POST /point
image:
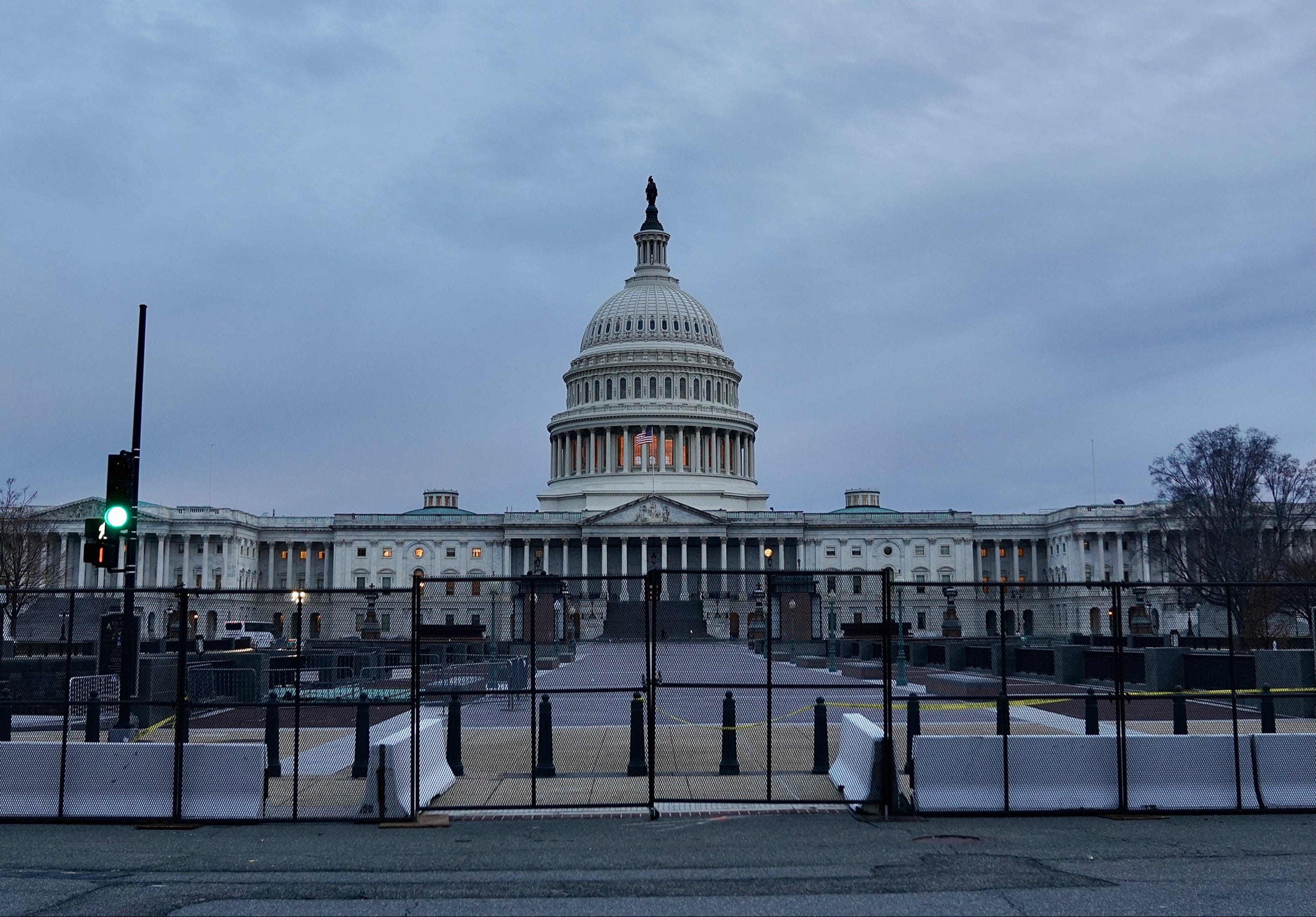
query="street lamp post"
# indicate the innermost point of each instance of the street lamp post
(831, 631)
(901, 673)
...
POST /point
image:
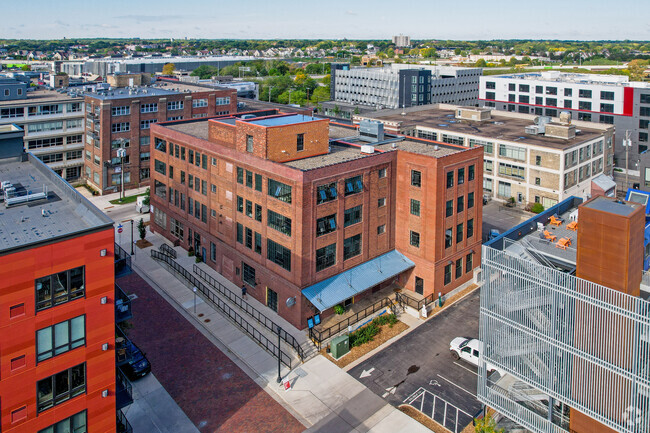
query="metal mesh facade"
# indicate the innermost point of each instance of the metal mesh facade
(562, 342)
--
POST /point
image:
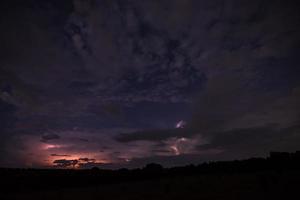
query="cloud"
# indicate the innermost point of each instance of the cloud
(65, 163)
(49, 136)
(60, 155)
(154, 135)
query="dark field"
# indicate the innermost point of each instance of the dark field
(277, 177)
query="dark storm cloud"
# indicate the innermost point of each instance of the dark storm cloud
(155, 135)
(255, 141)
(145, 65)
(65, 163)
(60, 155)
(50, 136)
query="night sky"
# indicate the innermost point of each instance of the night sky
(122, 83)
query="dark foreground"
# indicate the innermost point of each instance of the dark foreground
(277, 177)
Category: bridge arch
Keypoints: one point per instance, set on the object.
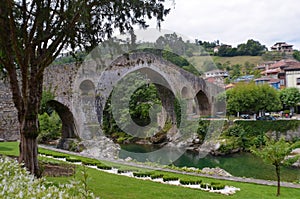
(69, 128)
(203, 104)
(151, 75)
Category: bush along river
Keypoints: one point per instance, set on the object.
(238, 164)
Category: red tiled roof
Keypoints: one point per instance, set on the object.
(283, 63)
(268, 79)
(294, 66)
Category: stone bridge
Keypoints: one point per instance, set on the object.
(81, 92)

Assigned task:
For the string "bridge", search the preceding data and copy every line that includes it.

Answer to this exercise:
Category: bridge arch
Category: stone bridge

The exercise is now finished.